* _AIM OF THE TASK_: Copy each of the records below word for word, with nothing left out or changed.

* _RECORDS FOR THIS TASK_:
+ + +
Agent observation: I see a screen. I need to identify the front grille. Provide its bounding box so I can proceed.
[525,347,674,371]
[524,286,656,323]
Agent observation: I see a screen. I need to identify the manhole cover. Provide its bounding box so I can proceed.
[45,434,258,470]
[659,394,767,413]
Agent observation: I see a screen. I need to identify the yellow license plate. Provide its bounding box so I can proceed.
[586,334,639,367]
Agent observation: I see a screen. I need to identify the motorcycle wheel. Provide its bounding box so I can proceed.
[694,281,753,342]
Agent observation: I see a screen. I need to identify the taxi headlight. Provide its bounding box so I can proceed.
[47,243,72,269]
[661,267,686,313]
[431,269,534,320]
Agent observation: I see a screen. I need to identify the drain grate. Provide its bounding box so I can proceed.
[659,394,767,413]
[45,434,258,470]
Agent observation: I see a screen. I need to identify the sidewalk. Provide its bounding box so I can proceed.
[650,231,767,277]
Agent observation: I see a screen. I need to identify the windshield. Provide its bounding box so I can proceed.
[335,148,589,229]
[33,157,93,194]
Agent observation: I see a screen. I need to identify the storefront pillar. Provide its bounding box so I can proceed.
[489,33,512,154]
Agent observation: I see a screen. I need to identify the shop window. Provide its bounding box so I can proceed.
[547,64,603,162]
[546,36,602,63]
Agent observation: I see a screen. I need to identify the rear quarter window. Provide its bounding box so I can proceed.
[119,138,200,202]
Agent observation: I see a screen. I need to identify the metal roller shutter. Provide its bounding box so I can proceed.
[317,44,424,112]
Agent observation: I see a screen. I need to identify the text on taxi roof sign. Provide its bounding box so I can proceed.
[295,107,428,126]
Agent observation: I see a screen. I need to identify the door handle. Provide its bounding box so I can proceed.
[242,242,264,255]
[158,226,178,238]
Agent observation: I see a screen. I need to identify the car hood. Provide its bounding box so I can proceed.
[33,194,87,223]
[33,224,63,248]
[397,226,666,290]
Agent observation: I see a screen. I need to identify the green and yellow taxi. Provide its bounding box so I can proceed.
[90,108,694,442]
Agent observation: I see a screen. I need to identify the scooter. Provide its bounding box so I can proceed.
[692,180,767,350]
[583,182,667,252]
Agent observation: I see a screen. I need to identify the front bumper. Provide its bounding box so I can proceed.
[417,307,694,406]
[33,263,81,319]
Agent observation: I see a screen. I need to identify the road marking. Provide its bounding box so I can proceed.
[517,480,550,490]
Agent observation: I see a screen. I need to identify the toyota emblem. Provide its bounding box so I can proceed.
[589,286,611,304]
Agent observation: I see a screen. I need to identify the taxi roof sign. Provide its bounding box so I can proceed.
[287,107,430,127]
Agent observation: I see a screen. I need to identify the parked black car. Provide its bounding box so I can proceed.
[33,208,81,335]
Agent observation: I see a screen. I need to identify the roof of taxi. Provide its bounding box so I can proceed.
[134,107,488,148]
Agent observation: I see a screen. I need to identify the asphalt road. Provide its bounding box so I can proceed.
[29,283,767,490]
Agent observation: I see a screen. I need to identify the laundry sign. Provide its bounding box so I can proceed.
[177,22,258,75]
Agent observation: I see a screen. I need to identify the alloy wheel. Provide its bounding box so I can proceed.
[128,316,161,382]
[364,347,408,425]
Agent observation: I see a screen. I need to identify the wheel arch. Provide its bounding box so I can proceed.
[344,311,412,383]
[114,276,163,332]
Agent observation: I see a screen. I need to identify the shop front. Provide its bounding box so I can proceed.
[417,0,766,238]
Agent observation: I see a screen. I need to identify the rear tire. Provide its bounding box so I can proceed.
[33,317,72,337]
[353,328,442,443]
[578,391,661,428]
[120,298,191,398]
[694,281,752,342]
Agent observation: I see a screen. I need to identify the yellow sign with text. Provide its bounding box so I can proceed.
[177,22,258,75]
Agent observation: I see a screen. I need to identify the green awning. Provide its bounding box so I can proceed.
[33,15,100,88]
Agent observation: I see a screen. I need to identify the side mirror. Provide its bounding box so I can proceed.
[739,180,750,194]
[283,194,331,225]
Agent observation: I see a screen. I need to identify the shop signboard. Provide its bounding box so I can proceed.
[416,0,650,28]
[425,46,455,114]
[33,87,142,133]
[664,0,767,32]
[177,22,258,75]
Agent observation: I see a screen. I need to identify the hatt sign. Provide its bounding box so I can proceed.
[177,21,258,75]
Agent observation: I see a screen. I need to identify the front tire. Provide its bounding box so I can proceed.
+ + +
* _RESPONSE_:
Agent observation: I see a screen. I need to identify the front grille. Provide its bounding box so I can proceed.
[525,347,674,371]
[524,286,656,323]
Agent observation: I see a screen. I need to identify the manhole cover. Provide its bounding box so I can proceed.
[45,434,258,470]
[659,394,767,413]
Agent observation: I see a screen. I need to identify the yellow license plate. Provide its bounding box so I can proceed.
[586,334,639,367]
Agent observation: I see a screen. I need to identify the motorcycle wheel. Provide its bounding box so I can proceed.
[694,281,753,342]
Agent observation: I see a screen. I need to identify the taxi headlight. Provide its bounding box so I can proceed.
[47,243,72,269]
[661,267,686,313]
[431,269,534,320]
Agent observation: I see a screen. I need to identify the drain grate. Provide its bounding box so I can proceed.
[659,394,767,413]
[45,434,258,470]
Agent observation: I see a screen. I need to identify the sidewalk. Provide its bounding box so I can proceed.
[650,231,767,277]
Agent observation: I see a screen. I need to identify the windshield. Provide its bounding box so I can proceed.
[335,148,589,229]
[33,157,93,194]
Agent observation: I see a screen. I need to identify the storefront pillar. Provide its bounding box so I can proceed.
[489,33,512,154]
Agent observation: I see a screen. I need to identify the shop window. Provide its bounding box so I can proceed.
[547,64,603,162]
[546,36,602,63]
Agent observation: I see a screen. I need to identify the rear quarter window. Provide its bounding box so I can proceed.
[119,138,200,202]
Agent observation: I see a screen. I need to identify the metal roller shutter. Provide its bounding box so I can proceed.
[317,44,424,112]
Agent observation: I see a screen. I need to identify the text on taxi roof sign. Provide its bounding box so I can proceed.
[295,107,428,126]
Agent observation: I see a screen. I need to identify the door handle. Provide its bounding box so I can proceed.
[242,242,264,255]
[158,226,178,238]
Agent observation: I see a screen. I need to identify the car hood. Provide its bounding box so I can proceed.
[33,194,87,223]
[33,224,63,248]
[397,226,666,290]
Agent observation: I see a screen. I need to identify the green and yellow taxi. Provide its bounding box so I can proceed.
[90,108,694,442]
Agent observation: I see a screen. I need to identify the scooter. Provide its bounding box so I can proceed.
[692,180,767,350]
[583,182,667,252]
Agent observation: I see a screen. I need to identify the front bumper. Provide its bounding box so I can proceed.
[417,307,694,406]
[33,263,81,319]
Agent observation: I see a screen. I need to identify the road marking. Provide its bounding box so I can proceed.
[517,480,550,490]
Agent observation: I see a screen. I need to identify the toyota emblem. Provide its bounding box so I can proceed.
[589,286,611,304]
Agent observation: I see a screen. I need to identify the taxi roof sign. Provide its bounding box so I can proceed.
[287,107,430,127]
Agent observation: I see a screen. I need to identify the parked black car. Provide its bounding box so I can proceed.
[33,208,81,335]
Agent observation: I see a screen. I need to identify the roof of taxi. Provide its bounding box so I can proceed.
[134,107,488,148]
Agent observation: I see a screen. I need to identify the asphalt road. Provide its bounding box so I can proceed.
[29,283,767,490]
Agent observation: I see a screen. I need to identify the laundry sign. Provide its bounding box so I can proceed.
[177,22,258,75]
Agent observation: I see a screen. I need to identify the alloy wheel. Provide its bounding box so I can proceed.
[128,316,161,382]
[364,347,408,425]
Agent observation: I see a screen. I need to identify the wheel arch. Provide its bounding box so I can proceed.
[344,311,412,383]
[114,276,163,332]
Agent observation: I see a screen. I need to identify the shop front. Provide its bounding box so I can proceed.
[417,0,766,238]
Agent observation: I see a screen. I need to identify the rear tire. Provide its bounding box so I can proceed.
[33,317,72,337]
[353,328,442,443]
[578,391,661,428]
[120,298,191,398]
[694,281,752,342]
Agent observation: I see a screen. I need to identify the yellow sign with text. Provide its bounding box so I can proceed.
[177,22,258,75]
Agent observation: I see a screen. I need to identify the green awning. Provide its bounding box so I can proceed.
[33,15,100,88]
Agent observation: I see a screen. I need to identify the side mirror. Provide its bounding box so I can proceed.
[739,180,750,194]
[283,194,331,225]
Agent observation: I see a screen. I need to identify the shop signboard. Provide its bounding box so I can proceed.
[416,0,650,28]
[425,46,455,114]
[33,87,142,133]
[664,0,767,32]
[177,22,258,75]
Agent observation: I see a screen. I need to identify the hatt sign. Provide its bounding box so I can proceed.
[177,21,258,75]
Agent observation: I see a screen. I need to identify the front tire. Provide its bounding box so I can proceed.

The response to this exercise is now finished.